[Phrase grounding data]
|---|
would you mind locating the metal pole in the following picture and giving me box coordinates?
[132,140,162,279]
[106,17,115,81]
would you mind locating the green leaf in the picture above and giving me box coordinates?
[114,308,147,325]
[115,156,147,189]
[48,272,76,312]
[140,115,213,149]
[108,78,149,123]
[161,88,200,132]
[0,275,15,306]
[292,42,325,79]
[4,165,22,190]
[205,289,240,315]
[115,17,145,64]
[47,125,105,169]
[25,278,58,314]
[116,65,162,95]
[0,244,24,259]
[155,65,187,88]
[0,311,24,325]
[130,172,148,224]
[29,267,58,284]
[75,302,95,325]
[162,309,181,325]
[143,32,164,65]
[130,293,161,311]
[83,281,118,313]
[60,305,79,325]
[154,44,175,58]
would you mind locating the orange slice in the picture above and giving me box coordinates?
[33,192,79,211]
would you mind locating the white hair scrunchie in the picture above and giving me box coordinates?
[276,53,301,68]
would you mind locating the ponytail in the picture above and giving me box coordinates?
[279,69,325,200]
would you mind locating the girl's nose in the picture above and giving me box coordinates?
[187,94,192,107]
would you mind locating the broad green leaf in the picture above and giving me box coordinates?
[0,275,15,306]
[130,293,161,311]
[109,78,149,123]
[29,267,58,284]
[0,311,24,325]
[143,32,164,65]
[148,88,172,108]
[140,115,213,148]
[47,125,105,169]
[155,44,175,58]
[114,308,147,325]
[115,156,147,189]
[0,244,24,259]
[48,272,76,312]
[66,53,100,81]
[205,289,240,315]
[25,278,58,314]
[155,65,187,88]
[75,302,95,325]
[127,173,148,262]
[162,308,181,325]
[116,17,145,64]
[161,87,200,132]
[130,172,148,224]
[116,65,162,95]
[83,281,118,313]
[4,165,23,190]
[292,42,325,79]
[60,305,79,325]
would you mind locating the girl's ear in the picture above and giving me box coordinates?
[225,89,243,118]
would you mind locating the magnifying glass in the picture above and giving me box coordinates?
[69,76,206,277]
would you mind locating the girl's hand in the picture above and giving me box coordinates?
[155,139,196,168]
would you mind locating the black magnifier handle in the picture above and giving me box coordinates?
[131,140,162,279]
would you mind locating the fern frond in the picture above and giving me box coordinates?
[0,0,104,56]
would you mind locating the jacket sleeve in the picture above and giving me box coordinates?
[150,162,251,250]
|---|
Transcribe each entry exactly as it appears.

# Solution to this task
would you mind locating the metal pole in the following picture and giving me box coordinates?
[132,140,162,279]
[106,17,115,81]
would you mind locating the green leaf in the picture above and giving me box coordinates?
[114,308,147,325]
[115,156,147,189]
[48,272,76,312]
[140,115,213,149]
[108,78,149,123]
[161,88,200,132]
[0,275,15,306]
[292,42,325,79]
[4,165,22,190]
[205,289,240,315]
[115,17,145,64]
[47,125,105,169]
[25,278,58,314]
[116,65,162,95]
[0,244,24,259]
[155,65,187,88]
[0,311,24,325]
[130,172,148,224]
[29,267,58,284]
[75,302,95,325]
[162,309,181,325]
[143,32,164,65]
[130,293,161,311]
[83,281,118,313]
[60,305,79,325]
[154,44,175,58]
would you mind locating the orange slice in the picture above and giving me box coordinates?
[33,192,79,211]
would you mind locating the white hair scrunchie in the picture above and giving me box coordinates?
[276,53,301,68]
would you mind locating the ponytail in the picture above and giving me box coordinates?
[279,69,325,200]
would you mind locating the girl's nose in the picture above and giving me box coordinates?
[187,94,192,107]
would you mind locating the broad green leaf in the picture above and giving me box coordinates?
[0,275,15,306]
[130,293,161,311]
[109,78,149,123]
[29,267,58,284]
[0,311,24,325]
[143,32,164,65]
[148,88,172,108]
[140,115,213,148]
[47,125,105,169]
[155,44,175,58]
[114,308,147,325]
[115,156,147,189]
[0,244,24,259]
[48,272,76,312]
[66,53,100,81]
[205,289,240,315]
[25,278,58,314]
[155,65,187,88]
[75,302,95,325]
[127,173,148,262]
[162,308,181,325]
[116,17,145,64]
[161,87,200,132]
[130,172,148,224]
[116,65,162,95]
[83,281,118,313]
[4,165,23,190]
[292,42,325,79]
[60,305,79,325]
would you mind locating the girl's ear in the picture above and giving me box coordinates?
[225,89,243,118]
would you mind locating the magnifying glass in the picture above and giving me box coordinates?
[69,76,206,277]
would you mind locating the girl's hand in the picture above and giving me box coordinates?
[155,139,196,168]
would you mind locating the black magnifier handle in the picture above and giving me box coordinates?
[131,140,162,279]
would you mind locating the fern frond in the picture above and giving me box coordinates?
[0,0,104,56]
would you mind locating the jacket sleeve in the picture above and giving me box coordinates?
[150,162,251,250]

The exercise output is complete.